### What needs to be done
State how many lines in the data below contain the string "mushroom". Case counts, and your reply should be the number alone.
_ _ _ _ _
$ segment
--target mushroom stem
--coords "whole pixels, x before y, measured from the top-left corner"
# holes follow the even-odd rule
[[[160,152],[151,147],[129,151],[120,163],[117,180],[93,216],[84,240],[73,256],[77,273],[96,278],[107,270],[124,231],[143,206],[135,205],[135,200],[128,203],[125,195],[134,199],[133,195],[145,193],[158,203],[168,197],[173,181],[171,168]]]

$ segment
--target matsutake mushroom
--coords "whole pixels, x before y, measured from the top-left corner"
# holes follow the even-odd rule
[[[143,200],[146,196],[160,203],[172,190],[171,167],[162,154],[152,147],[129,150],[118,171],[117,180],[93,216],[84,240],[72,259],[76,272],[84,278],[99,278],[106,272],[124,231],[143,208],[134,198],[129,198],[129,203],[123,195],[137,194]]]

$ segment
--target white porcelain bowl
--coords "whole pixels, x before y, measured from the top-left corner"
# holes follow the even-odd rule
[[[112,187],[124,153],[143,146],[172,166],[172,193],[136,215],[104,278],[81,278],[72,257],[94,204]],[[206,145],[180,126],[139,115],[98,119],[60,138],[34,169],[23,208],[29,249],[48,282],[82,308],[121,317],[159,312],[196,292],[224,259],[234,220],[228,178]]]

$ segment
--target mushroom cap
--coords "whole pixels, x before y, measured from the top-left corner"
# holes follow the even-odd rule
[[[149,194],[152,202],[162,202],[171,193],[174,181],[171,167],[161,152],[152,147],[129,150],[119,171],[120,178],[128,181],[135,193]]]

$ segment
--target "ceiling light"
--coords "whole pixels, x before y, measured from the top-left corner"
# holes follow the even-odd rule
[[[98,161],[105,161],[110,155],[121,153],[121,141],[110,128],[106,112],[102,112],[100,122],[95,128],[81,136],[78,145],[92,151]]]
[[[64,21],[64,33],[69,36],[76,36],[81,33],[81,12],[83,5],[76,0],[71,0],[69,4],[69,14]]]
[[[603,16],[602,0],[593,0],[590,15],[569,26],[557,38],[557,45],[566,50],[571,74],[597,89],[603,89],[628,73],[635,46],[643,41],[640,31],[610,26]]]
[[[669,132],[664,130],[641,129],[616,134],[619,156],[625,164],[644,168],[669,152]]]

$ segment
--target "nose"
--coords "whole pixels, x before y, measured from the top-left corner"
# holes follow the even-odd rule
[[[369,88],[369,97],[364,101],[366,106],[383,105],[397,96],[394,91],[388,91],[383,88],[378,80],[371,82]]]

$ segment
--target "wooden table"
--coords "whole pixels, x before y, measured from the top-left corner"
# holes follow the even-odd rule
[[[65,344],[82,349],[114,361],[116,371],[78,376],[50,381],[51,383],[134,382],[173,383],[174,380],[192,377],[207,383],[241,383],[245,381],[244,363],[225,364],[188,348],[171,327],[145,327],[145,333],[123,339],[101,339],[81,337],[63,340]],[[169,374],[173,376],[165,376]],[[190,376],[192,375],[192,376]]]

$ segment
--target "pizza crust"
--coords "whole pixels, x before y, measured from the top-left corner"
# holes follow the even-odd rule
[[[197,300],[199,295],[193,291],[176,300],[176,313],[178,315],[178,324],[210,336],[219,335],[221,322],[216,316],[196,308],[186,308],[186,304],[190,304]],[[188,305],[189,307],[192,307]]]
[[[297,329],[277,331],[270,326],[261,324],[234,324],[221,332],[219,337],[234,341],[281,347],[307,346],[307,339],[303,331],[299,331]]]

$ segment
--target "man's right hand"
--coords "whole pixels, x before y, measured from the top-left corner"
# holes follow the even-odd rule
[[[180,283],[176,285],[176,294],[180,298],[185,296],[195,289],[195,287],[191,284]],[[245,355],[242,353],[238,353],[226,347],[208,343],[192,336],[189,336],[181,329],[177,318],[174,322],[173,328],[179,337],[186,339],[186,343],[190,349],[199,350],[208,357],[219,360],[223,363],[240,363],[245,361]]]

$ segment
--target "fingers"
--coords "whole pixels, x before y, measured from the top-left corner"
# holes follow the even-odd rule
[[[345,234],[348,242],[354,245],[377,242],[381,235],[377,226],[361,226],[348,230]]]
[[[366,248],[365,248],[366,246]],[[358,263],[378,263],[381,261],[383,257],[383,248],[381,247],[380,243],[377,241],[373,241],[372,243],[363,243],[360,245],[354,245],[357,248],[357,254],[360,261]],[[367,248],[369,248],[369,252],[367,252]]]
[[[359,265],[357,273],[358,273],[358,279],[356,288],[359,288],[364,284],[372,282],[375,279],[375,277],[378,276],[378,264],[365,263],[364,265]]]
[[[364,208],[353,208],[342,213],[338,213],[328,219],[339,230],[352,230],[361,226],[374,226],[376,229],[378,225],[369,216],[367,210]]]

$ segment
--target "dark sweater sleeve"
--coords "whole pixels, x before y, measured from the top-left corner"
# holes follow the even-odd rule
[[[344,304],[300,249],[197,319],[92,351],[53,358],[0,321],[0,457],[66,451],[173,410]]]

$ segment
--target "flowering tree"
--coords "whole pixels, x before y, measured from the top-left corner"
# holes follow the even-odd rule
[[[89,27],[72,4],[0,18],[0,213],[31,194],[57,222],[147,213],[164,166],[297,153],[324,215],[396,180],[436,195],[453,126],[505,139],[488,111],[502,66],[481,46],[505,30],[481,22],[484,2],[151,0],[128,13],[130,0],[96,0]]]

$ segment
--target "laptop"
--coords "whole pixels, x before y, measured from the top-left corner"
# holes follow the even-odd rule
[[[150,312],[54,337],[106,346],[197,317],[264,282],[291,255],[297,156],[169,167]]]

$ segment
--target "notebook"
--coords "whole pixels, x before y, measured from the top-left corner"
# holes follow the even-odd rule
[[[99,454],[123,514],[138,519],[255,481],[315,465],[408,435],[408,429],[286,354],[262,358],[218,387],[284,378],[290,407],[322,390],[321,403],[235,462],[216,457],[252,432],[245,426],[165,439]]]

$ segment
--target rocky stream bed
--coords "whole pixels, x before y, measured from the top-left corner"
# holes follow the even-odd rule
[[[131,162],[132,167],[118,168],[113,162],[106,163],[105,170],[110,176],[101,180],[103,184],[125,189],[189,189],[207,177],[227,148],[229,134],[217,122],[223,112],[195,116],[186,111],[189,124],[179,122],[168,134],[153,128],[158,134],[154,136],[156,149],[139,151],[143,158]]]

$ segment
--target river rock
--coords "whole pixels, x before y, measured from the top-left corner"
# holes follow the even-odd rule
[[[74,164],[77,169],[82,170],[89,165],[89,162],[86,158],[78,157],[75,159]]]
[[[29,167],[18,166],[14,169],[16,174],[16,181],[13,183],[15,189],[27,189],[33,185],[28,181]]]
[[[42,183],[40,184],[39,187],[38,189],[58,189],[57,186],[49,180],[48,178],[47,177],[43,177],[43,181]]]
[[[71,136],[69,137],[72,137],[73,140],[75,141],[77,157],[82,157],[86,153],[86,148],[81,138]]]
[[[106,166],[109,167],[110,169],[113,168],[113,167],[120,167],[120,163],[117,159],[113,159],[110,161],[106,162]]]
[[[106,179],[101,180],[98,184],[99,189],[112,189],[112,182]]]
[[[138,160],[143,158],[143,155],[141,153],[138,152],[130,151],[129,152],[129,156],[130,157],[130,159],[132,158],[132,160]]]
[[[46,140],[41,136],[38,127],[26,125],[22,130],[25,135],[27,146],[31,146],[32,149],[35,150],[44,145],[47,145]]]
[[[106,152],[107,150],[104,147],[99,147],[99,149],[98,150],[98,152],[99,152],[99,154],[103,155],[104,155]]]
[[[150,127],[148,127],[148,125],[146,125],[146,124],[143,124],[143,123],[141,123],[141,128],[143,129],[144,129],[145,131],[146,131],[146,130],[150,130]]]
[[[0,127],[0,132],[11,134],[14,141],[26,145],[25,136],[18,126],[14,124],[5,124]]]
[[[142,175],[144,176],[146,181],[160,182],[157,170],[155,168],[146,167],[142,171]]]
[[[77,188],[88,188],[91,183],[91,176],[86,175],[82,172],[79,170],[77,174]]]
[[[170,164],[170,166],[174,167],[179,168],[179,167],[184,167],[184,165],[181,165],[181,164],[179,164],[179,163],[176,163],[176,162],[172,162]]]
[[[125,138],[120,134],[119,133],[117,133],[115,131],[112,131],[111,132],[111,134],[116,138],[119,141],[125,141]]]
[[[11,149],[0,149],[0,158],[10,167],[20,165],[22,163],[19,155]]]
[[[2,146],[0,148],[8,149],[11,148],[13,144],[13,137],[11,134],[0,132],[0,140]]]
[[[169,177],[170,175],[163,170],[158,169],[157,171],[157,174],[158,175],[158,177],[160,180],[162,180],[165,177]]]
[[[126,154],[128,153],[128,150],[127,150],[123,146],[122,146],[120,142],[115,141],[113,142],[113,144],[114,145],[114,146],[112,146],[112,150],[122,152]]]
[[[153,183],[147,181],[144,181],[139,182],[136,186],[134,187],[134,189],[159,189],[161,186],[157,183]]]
_ _ _ _ _
### Result for this task
3